◆ **OBJECTIVE**: Copy down all of the data underneath, exactly as shown.

════

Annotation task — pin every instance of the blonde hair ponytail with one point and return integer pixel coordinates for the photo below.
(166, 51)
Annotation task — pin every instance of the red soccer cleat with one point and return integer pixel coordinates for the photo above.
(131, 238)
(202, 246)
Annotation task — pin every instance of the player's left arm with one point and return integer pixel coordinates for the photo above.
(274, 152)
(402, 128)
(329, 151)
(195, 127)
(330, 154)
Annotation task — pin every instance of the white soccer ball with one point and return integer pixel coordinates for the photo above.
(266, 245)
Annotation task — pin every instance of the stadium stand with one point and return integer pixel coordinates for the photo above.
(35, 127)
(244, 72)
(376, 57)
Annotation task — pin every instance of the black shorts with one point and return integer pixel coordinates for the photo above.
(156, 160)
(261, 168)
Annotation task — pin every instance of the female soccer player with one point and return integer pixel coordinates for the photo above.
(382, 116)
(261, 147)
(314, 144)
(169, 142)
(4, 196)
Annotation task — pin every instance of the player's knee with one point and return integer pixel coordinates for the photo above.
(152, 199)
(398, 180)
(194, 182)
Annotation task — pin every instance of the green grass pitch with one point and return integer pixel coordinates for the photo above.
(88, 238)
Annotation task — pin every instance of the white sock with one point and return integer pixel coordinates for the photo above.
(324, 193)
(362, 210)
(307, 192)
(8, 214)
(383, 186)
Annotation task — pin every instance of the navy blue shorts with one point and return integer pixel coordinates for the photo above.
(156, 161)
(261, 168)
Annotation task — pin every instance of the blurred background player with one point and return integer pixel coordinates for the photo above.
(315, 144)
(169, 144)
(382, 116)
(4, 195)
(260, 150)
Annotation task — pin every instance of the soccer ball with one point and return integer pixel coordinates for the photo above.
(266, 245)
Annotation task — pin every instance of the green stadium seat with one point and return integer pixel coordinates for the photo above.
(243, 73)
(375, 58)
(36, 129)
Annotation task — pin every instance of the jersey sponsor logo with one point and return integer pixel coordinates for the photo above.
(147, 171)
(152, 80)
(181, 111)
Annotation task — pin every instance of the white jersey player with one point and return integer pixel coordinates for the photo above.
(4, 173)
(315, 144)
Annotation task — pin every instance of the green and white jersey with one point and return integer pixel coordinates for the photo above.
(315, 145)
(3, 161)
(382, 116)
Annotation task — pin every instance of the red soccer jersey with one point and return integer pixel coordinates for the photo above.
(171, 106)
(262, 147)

════

◆ **RESULT OF THIS TASK**:
Annotation task — pin every instance of the blonde hair ponytail with one point and return integer pixel coordinates for the photo below.
(166, 51)
Annotation task — pin every instance of the red soccer cleat with one point and return integer pixel coordinates for the photo above.
(131, 238)
(202, 246)
Annotation task — pin every instance of the player's left arm with one point and return integer pixel coordinates for the photo above.
(274, 152)
(402, 128)
(329, 151)
(195, 127)
(330, 154)
Annotation task — pin every instance of the white soccer ball with one point and return integer pixel coordinates for the photo above.
(266, 245)
Annotation task — pin every instance of the stadium stand with one point and return integer pixel coordinates for the photo above.
(35, 127)
(244, 72)
(376, 57)
Annotation task — pin every instance of the black shorts with one point and return integer pixel coordinates for the photo above.
(156, 160)
(261, 168)
Annotation task — pin every instance of the female soccer player with one point and return integer pixel coordinates for the photo above.
(382, 116)
(261, 147)
(314, 144)
(169, 142)
(4, 196)
Annotation task — pin every instance of the player's knee with one point and return integer pixel coordinates for the photo above.
(152, 199)
(398, 180)
(194, 182)
Annotation task — pin every instance of the green grass pitch with one point and return integer pixel coordinates for the photo above.
(88, 238)
Annotation task — pin every instance of the white sock with one point and return integer pixel coordinates for the photo above.
(324, 193)
(362, 210)
(307, 192)
(8, 214)
(383, 186)
Annotation task — pin every instance of the navy blue shorts with one point and return integer pixel coordinates for the photo above.
(156, 161)
(261, 168)
Annotation task — pin every instance of the blurred background player with one point and return integer pixel coordinates for the photo above.
(315, 144)
(169, 144)
(382, 116)
(4, 195)
(260, 150)
Annotation task — pin every instance of the soccer ball with one point and return integer pixel coordinates for the photo above.
(266, 245)
Annotation task — pin every instance of the green stadium seat with one point and return integer pixel coordinates for the photo above.
(243, 73)
(375, 58)
(36, 129)
Annotation task — pin every instance of the jersey sponsor logo with one point and return integer pixel coordinates for the photo above.
(147, 171)
(152, 80)
(181, 111)
Annotation task — pin every instance of the white jersey player with one point and return integer pixel coordinates for the photo above.
(4, 173)
(315, 144)
Annotation task — pin every instance of the green and white jersey with one point and return integer pixel coordinates for the photo above.
(315, 145)
(3, 161)
(382, 116)
Annotation task — pin every instance of the red soccer jersey with one point and return integer pixel coordinates for the photo above.
(171, 106)
(262, 147)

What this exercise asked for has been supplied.